EXERCISE OBJECTIVE - Copy the following lines exactly, beginning with the line that contains "Target: large green leaf" and continuing through the end of the items.
═══ DATA EXCERPTS ═══
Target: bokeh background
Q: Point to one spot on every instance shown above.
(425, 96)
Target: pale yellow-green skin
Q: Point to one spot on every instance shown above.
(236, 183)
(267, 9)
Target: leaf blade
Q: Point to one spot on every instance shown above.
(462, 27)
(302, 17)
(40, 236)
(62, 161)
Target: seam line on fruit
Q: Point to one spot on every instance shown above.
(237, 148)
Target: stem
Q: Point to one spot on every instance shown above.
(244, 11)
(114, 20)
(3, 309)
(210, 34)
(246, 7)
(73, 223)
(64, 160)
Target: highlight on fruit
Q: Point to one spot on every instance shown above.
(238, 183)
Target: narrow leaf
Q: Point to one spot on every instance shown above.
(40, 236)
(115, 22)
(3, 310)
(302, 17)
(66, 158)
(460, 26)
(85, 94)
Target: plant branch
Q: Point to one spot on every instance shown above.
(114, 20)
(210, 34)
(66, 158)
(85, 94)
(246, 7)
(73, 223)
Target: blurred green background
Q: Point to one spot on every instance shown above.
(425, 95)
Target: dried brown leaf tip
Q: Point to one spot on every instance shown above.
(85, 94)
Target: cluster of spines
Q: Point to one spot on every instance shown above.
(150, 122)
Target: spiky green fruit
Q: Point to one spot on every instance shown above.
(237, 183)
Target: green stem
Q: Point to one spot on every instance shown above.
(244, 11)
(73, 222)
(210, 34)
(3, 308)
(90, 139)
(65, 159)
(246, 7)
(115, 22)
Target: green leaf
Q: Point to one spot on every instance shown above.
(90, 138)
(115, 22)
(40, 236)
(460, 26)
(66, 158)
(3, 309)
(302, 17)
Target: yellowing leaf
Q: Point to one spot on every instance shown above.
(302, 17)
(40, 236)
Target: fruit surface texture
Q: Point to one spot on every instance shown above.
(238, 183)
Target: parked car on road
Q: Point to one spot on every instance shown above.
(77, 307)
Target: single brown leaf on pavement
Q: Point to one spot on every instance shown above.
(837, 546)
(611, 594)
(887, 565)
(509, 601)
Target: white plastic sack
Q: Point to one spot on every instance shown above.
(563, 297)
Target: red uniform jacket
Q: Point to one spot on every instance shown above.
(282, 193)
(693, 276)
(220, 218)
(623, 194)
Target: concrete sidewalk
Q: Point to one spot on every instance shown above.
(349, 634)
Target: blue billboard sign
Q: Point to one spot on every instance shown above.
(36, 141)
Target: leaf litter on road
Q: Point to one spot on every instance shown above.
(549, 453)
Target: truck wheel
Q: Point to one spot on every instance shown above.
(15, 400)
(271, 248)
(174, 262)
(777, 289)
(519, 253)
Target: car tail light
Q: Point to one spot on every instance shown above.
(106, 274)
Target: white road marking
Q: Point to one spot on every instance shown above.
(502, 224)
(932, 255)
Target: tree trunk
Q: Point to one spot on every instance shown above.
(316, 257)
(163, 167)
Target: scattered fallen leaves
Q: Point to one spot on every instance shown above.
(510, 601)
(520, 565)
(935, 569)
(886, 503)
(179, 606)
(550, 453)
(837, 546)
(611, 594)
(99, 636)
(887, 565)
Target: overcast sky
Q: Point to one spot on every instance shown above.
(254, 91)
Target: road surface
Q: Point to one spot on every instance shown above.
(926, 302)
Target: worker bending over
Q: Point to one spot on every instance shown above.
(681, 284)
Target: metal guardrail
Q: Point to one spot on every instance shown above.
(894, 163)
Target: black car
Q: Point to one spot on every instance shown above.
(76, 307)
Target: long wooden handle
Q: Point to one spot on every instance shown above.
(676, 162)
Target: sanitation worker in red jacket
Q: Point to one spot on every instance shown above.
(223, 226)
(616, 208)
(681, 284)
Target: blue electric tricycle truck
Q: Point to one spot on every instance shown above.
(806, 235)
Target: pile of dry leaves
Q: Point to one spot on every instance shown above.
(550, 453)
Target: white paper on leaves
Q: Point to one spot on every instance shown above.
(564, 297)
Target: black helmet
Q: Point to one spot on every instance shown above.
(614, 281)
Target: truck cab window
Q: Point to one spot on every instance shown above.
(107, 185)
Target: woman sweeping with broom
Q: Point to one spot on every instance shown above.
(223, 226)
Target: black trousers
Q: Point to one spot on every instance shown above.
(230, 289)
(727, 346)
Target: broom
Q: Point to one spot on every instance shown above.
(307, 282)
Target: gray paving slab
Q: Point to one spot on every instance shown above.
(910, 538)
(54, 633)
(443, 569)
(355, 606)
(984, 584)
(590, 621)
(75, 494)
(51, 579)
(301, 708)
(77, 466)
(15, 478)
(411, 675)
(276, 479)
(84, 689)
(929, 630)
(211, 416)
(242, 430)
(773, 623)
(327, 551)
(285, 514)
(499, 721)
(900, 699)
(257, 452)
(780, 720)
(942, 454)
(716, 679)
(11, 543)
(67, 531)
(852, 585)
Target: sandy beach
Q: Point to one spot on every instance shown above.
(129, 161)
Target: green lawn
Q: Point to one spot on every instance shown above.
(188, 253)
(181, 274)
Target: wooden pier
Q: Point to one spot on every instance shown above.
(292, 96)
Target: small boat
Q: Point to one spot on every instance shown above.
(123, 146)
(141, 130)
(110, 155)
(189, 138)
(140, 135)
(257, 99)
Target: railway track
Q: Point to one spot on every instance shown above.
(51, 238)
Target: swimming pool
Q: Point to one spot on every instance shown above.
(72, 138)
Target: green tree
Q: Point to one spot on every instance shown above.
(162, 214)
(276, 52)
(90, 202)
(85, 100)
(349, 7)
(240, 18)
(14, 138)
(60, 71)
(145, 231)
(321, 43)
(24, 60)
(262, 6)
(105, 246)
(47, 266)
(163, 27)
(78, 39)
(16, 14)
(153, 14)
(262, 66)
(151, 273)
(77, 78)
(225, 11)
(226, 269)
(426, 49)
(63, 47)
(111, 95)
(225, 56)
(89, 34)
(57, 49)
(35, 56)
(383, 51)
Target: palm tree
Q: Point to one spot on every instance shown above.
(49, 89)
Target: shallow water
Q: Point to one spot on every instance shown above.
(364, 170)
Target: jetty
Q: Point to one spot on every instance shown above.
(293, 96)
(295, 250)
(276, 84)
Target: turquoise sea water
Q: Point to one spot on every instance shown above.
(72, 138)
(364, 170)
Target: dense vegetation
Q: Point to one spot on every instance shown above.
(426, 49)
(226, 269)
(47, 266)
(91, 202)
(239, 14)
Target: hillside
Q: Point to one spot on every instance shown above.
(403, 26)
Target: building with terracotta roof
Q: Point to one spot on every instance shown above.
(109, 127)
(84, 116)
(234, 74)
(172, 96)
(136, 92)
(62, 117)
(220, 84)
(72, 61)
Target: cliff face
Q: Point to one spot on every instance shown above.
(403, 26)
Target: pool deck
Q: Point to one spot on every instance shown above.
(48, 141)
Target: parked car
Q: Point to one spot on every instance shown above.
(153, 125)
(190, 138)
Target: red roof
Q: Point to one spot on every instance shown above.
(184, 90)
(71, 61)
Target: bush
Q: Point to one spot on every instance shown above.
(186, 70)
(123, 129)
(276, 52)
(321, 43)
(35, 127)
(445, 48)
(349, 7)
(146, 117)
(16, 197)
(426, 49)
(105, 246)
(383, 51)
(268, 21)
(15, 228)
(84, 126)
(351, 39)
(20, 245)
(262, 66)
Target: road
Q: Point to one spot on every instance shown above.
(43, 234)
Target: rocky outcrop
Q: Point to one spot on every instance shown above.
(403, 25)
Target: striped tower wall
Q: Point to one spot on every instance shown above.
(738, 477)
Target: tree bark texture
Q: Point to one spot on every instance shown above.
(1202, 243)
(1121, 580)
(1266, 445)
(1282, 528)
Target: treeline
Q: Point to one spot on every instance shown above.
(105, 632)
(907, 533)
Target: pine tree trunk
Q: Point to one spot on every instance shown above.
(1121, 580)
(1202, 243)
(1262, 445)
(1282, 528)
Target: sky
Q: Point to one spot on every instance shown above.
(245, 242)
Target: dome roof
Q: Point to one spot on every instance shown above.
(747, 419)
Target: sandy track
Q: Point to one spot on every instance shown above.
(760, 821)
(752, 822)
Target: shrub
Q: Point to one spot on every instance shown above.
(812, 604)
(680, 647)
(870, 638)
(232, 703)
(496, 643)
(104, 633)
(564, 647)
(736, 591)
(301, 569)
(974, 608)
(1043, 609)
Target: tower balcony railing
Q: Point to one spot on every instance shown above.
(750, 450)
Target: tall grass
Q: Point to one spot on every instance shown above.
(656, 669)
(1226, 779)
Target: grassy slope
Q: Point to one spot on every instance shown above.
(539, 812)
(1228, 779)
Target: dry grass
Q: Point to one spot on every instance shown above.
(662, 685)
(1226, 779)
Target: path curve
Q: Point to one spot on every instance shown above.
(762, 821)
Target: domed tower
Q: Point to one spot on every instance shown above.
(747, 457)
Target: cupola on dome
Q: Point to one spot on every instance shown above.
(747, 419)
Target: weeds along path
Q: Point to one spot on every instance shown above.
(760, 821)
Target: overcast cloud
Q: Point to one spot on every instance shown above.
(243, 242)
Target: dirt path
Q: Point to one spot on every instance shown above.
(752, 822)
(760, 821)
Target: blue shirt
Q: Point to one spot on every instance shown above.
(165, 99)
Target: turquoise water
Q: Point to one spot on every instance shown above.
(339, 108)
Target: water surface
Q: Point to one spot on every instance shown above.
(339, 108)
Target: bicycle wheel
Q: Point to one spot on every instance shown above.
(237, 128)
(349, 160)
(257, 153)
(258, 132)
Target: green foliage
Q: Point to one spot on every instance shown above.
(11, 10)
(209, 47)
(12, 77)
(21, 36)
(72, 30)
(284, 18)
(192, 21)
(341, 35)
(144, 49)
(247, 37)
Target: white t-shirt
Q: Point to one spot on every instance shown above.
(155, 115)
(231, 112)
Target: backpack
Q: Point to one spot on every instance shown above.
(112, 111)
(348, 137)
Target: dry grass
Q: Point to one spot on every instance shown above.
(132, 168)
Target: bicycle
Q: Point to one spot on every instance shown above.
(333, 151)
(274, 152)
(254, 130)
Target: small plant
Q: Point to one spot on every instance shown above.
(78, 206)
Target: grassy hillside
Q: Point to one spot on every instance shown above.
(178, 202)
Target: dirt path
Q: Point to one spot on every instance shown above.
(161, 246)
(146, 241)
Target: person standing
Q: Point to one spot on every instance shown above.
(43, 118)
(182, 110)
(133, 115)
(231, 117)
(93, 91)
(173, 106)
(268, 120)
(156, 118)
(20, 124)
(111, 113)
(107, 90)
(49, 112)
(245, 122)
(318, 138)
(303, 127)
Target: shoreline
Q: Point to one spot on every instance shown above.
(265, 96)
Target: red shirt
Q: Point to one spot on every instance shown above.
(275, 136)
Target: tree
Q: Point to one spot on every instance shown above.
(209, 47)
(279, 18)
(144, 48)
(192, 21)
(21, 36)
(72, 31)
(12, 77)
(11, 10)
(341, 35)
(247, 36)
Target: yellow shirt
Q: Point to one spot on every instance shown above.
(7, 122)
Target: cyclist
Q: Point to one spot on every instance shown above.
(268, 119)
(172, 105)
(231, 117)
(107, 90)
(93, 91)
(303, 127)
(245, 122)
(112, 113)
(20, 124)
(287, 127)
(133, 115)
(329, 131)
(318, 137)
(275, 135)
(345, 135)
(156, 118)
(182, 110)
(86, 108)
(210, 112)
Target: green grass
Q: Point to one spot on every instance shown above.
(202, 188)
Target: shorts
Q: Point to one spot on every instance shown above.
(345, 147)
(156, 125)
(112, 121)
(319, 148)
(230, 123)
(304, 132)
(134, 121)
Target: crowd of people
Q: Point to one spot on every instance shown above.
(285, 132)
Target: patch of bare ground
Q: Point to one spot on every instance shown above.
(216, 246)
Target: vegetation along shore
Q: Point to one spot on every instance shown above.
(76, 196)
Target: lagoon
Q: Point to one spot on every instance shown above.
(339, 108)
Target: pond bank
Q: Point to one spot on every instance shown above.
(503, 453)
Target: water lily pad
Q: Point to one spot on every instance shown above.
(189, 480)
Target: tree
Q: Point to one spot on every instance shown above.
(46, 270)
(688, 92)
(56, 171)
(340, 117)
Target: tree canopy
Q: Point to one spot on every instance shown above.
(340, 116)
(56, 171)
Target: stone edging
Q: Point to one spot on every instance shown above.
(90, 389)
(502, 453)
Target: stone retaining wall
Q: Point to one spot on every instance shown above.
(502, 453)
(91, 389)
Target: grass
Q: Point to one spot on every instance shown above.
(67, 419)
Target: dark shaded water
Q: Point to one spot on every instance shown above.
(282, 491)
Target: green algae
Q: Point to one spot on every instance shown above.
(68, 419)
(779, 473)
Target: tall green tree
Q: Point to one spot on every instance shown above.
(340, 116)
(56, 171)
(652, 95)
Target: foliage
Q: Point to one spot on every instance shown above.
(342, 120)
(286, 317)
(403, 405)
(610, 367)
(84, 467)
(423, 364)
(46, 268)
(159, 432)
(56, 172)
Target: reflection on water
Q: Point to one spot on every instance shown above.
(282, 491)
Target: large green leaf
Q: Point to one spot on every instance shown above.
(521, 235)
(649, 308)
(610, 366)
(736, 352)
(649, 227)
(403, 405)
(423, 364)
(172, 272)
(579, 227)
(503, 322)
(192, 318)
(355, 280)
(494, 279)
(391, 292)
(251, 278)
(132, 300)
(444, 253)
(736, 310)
═══
EXERCISE ANSWER -
Target: large green leaf
Q: Point to one spot on every instance shown above.
(521, 235)
(649, 308)
(610, 366)
(736, 352)
(649, 227)
(403, 405)
(423, 364)
(172, 272)
(579, 227)
(503, 322)
(192, 318)
(355, 280)
(494, 279)
(391, 292)
(251, 278)
(132, 300)
(444, 253)
(736, 310)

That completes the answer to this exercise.